**STUDY TEXT**.
Content starts

The flashbacks and delusions seemed more vivid behind closed doors, so the Vietnam War veteran decided to spend the rest of his life outside.

Lorenzo "Jamaica" Banks found a patch of woods in downtown Camden - next to the Route 676 exit ramp, behind the Police Department and around the corner from Campbell Soup's world headquarters. He cleared out the syringes and put up a tent.

That was two years ago. Now there are 17 people, all invited by Banks, living in what's known around town as Tent City.

Banks, 56, is "mayor" of the makeshift village, which he oversees with a second-in-command - his "CEO," he says - who is in charge when Banks leaves to buy supplies. There are rules (including weekly tent inspections) posted on a bulletin board. The city of Camden even picks up the trash, neatly stacked in bags along the train tracks.

"I have peace of mind," said Banks, who claims he served time in prison for murder. "We're a big family. . . . We count on each other. That's what makes it so good."

Banks and his Tent City constituents filled out a questionnaire yesterday morning as part of an annual nationwide census of the homeless intended to help social-service providers better meet their needs. New Jersey began its one-day count at midnight; Pennsylvania also surveyed its homeless yesterday.

Just after 7 a.m., three workers from Camden's Volunteers of America made fresh tracks in the snow as they walked past the bare trees and into Tent City. "Where are you staying tonight?" they asked its inhabitants. "Were you ever in foster care?" "Do you have a photo ID?"

In exchange, the homeless got ham sandwiches, juice, and as much leftover Christmas candy as they wanted.

It was one of several stops the VOA and staff from other groups in Camden made yesterday. The homeless were directed to Cathedral Kitchen, a soup kitchen in the city, where representatives from social-service agencies offered assistance all day.

The homeless say that this year's census will show their numbers are swelling. Tent City is a microcosm of the homeless, with recovering addicts, jobless veterans and the mentally ill - ages 22 to 74 - all represented, Banks said.

In each tent, amid piles of donated blankets and cans of ethanol used for heat, there is a tale of heartbreak.

There's John Palumbo, 53, a Mount Laurel native with bipolar disorder who was asked, "How do you stay warm in winter?"

"You don't," he replied simply.

Before he got to Tent City, he spent his nights at the Walter Rand Transportation Center, standing up.

There's Neil Floyd, 53, a former truck driver whose life fell apart after he had a kidney transplant and his wife died.

Content ends

**ASSIGNED TASK A**.
Condense the paragraph of the Tent City article that begins "Banks, 56, is" into a short bulleted list that keeps its main facts.
**ASSIGNED TASK B**.
Extend the Tent City article with a few more paragraphs, starting after its final sentence about Neil Floyd.

**LISTED RECORDS**.

Content starts

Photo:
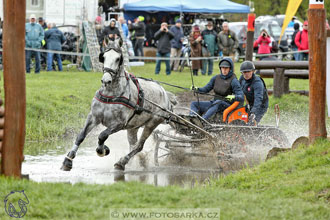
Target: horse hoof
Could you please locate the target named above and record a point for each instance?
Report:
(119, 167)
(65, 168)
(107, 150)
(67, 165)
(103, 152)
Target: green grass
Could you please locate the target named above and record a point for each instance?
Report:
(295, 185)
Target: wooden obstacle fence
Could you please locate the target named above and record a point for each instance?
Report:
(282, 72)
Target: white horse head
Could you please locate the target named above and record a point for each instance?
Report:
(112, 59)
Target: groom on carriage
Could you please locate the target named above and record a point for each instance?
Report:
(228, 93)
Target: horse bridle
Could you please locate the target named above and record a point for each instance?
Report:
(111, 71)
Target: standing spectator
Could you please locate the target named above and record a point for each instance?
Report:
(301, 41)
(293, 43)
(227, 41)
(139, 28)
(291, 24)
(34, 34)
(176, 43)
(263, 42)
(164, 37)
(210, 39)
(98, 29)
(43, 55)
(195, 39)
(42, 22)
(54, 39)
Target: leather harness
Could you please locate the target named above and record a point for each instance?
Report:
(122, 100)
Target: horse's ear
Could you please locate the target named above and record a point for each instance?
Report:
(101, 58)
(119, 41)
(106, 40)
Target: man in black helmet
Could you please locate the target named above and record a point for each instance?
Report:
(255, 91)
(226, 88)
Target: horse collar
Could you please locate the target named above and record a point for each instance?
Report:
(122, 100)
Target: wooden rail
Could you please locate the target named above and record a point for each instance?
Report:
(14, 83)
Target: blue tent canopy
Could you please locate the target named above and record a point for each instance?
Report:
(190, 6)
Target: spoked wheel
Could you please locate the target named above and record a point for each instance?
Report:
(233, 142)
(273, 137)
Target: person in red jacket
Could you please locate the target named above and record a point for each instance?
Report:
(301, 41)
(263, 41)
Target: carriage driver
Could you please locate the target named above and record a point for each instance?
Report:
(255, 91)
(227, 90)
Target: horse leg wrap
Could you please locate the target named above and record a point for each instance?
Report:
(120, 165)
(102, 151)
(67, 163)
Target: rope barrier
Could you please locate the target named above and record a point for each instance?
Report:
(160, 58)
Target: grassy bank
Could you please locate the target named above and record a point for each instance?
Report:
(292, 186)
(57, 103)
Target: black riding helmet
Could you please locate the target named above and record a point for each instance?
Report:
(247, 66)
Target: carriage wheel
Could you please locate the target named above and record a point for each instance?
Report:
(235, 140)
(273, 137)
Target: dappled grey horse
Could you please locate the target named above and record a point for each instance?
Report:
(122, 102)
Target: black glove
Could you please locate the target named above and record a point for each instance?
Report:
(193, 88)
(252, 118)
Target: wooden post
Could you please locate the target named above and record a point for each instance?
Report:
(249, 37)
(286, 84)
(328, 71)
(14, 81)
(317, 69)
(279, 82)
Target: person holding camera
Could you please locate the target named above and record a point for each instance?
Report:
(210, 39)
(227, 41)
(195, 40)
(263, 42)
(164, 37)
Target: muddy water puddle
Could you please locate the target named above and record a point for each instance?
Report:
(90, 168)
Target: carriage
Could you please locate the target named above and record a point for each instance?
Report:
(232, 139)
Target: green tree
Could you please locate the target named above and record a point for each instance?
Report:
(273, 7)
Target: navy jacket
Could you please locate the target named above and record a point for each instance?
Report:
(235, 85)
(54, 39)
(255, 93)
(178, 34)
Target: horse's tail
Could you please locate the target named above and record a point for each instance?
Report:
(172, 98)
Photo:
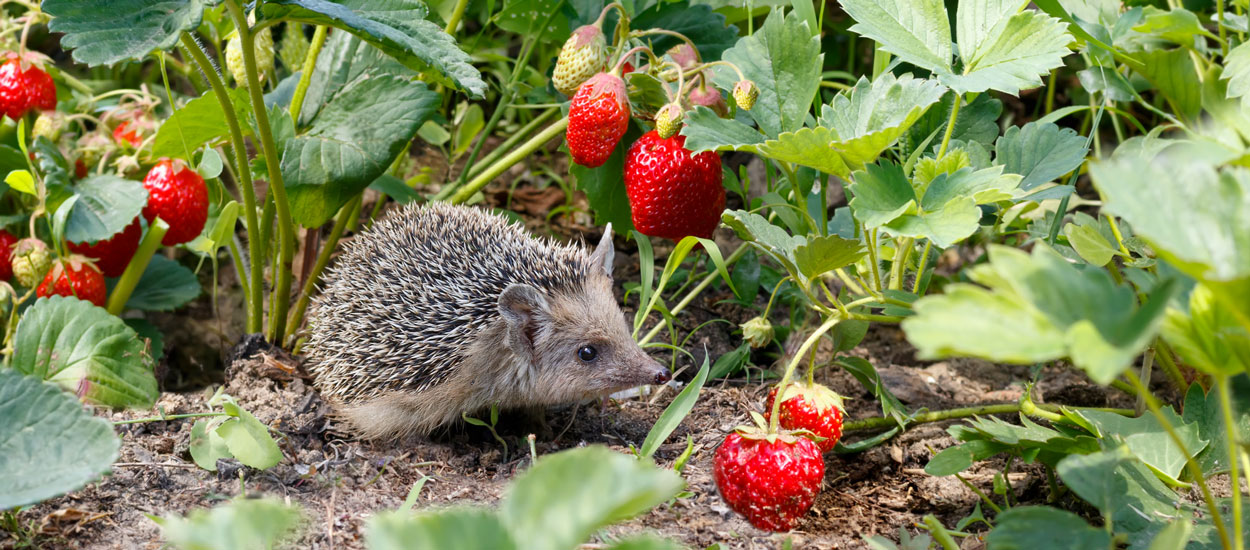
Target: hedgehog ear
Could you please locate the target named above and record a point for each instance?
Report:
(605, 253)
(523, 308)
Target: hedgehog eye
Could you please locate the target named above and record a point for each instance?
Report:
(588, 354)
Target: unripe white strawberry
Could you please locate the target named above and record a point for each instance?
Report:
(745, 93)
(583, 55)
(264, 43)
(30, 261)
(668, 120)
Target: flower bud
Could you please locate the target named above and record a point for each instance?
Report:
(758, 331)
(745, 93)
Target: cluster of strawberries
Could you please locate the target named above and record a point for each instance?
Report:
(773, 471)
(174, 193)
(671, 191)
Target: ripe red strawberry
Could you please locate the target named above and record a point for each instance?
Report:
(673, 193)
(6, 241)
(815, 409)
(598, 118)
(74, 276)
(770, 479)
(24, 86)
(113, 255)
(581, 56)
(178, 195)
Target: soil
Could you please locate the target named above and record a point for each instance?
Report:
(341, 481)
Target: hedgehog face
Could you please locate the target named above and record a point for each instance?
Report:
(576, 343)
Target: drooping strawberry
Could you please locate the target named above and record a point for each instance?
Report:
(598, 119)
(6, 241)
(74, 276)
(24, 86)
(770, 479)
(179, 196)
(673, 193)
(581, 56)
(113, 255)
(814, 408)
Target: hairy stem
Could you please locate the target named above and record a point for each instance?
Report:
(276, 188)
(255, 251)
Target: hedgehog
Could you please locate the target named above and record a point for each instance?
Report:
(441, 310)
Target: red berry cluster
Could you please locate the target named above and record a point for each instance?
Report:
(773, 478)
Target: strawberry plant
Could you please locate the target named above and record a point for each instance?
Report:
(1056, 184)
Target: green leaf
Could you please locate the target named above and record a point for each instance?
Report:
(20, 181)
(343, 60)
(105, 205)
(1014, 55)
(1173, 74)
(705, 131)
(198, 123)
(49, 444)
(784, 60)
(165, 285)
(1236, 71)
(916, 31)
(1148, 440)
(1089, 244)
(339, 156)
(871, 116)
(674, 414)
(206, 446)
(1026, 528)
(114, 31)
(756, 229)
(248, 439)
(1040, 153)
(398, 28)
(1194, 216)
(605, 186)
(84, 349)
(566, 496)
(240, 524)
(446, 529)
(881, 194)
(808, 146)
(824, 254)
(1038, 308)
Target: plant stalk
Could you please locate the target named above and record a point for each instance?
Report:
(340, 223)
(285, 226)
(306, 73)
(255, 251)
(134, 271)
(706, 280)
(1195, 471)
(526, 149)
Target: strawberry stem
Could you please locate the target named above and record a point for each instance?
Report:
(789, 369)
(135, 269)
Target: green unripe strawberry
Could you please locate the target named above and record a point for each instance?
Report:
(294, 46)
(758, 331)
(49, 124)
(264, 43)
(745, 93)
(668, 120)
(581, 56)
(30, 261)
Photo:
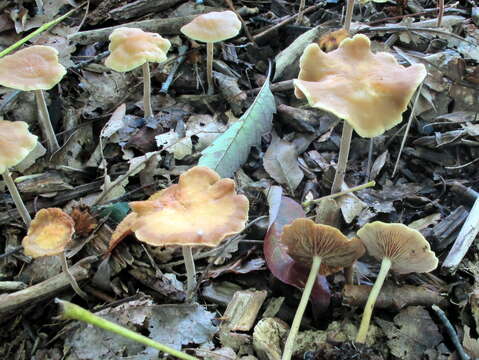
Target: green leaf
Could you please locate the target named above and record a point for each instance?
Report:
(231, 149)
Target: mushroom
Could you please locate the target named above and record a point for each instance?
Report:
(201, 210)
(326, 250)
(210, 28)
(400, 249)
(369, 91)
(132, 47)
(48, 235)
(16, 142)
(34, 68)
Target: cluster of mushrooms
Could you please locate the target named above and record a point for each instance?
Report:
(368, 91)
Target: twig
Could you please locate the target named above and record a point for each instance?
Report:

Content ends

**TASK RESPONSE A**.
- Banks, 56, serves as "mayor" of the makeshift village.
- A second-in-command, whom he calls his "CEO," is in charge when Banks leaves to buy supplies.
- Rules, including weekly tent inspections, are posted on a bulletin board.
- The city of Camden picks up the trash, which is stacked in bags along the train tracks.

**TASK RESPONSE B**.
"I just keep looking up, keep hoping things get better for us," said Floyd, who came to Camden from Jacksonville, Fla., for his surgery. "That's all we got is each other. We have to help each other out here."

And there's Jessica Massa, a pregnant 26-year-old with seven estranged children who uses a bucket in her tent to go to the bathroom.

She said she couldn't get into a shelter in Camden and was invited to Tent City by Banks, who owns the tents and decides who lives there.

Massa, originally of Gloucester County, said she liked her new home because "you can come and go as you please."

Three months into her pregnancy, she has yet to receive prenatal care. One of the survey takers gave her a medical referral.

Tent City isn't a secret. Church groups regularly stop by to offer food and clothing, those who live there say. Sometimes homicide detectives and sheriff's officers drop in, hoping for tips.

Camden Police Chief John Thomson said there had never been a problem at Tent City, which is on state Department of Transportation property.

"If we push them out of there, where are they going to go?" Thomson asked.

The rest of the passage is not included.